The Other McCain

"One should either write ruthlessly what one believes to be the truth, or else shut up." — Arthur Koestler

Zeitgeist: 9/11 ‘Was an Inside Job’ Also: It Won a ‘Progressive’ Film Award and Is Based on ‘New Age’ Sources

Posted on | January 17, 2011 | 12 Comments

For the benefit of David Dayen, the liberal blogger who claimed that the 2007 film Zeigeist is “right wing,” here is a screen-cap from the movie:

The 911 Truth

Criminal Elements within the US Government
staged a “False Flag” Terror Attack on its own
citizens, in order to manipulate public
perception into supporting its agenda.
They have been doing this for years.

911 was an Inside Job.

Click here to see the video (this part comes at 1:47 of the clip). And this is what gets me about fact-challenged dishonest dilberts like David Dayen: They can’t be bothered to do any actual reporting or research.

No, that would be beneath them.

Instead, it’s much easier to avoid that grubby work and take someone’s else’s word about what’s in Zeitgeist:

[T]he rhetoric on the far, far right played a role in amping up the paranoia of a mentally unbalanced man. In fact, one of the shooter’s friends focused on a movie that echoes many of the themes on the fringe right as extremely important to shaping Loughner’s worldview. . . .

C’mon: Whose “fringe” asserts that 9/11 was an “Inside Job”? When Zeitgeist was produced in 2007, who was hectoring us about “criminal elements in the US Government”?

========================

**THE REQUEST**
List every person the blog post names, leaving out the name in its title. Rely on the blog post alone.

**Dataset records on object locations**
========================

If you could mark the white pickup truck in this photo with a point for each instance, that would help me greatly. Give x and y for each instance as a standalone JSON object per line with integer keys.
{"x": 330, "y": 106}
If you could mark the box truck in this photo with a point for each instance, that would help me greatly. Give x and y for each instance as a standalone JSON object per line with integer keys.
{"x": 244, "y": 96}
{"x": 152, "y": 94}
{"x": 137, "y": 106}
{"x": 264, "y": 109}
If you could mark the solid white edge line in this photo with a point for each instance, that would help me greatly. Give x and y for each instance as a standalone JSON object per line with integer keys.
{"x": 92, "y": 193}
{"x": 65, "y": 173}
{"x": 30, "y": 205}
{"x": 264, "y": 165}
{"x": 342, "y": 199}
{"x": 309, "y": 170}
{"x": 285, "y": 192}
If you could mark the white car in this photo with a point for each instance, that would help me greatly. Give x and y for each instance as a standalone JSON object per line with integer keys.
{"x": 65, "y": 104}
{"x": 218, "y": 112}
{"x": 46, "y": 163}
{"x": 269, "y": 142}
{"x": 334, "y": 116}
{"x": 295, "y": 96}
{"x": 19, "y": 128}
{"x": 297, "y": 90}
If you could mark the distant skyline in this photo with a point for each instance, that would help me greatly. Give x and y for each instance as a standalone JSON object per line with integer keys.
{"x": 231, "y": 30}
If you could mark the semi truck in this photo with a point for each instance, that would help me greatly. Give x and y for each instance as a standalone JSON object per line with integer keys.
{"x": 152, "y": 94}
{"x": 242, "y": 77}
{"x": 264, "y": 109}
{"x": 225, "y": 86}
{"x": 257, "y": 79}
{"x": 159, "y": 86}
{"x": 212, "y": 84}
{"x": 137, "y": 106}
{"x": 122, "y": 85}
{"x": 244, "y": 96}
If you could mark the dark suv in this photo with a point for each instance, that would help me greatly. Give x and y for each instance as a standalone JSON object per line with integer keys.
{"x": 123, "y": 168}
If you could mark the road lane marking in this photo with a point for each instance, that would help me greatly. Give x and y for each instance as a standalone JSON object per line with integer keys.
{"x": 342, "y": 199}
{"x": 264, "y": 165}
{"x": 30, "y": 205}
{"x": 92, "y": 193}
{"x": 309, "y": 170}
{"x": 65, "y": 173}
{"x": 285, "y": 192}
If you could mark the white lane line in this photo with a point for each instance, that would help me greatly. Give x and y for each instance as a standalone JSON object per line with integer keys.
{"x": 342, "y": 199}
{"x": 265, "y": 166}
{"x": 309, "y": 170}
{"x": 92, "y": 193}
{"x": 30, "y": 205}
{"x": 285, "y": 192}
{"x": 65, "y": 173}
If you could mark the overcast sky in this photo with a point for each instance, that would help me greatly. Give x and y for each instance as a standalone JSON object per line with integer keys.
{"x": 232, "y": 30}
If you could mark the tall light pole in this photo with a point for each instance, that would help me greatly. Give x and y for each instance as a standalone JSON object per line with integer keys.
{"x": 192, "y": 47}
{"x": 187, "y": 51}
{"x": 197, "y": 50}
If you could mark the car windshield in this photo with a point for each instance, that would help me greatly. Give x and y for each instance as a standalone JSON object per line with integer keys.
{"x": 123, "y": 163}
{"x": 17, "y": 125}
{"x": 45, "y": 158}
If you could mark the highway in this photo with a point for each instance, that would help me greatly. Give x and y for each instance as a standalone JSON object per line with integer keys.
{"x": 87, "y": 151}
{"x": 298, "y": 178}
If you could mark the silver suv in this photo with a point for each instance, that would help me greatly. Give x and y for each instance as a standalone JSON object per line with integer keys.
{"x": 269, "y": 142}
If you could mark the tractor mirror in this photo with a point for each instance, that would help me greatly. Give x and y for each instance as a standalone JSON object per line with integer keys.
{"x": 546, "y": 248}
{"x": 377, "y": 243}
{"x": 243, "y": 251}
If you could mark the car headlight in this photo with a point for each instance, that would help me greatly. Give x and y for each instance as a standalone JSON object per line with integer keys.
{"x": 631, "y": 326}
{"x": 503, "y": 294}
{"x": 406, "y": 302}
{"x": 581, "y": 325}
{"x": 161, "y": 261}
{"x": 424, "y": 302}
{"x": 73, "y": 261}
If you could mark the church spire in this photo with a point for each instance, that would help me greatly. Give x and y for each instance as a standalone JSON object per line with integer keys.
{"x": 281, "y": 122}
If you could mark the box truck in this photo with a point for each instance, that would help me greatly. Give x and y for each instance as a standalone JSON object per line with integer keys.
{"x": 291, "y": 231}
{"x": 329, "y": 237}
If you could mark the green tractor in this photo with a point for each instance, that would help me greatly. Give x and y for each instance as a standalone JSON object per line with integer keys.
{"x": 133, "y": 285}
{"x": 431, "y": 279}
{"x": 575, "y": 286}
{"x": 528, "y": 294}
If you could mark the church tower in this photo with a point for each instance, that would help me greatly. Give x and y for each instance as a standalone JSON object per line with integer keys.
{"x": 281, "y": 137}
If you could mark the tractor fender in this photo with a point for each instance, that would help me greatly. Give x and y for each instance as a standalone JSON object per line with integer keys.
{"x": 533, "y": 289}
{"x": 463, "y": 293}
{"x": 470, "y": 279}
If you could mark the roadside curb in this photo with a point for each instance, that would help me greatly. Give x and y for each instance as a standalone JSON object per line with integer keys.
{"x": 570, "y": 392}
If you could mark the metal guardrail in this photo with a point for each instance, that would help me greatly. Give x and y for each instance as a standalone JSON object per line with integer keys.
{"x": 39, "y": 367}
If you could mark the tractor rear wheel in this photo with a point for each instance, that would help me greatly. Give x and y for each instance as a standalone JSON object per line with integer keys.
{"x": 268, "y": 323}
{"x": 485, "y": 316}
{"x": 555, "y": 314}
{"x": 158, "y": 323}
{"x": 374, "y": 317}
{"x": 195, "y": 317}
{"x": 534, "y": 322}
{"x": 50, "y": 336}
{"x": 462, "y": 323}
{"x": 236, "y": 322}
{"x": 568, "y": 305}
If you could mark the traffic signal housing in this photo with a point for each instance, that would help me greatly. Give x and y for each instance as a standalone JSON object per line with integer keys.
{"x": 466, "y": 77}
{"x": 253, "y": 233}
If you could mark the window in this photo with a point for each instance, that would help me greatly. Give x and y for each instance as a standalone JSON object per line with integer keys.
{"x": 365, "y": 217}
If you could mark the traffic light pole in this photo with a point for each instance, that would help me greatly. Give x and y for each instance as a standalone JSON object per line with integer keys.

========================

**ANSWER TO THE TASK**
Arthur Koestler, David Dayen, Loughner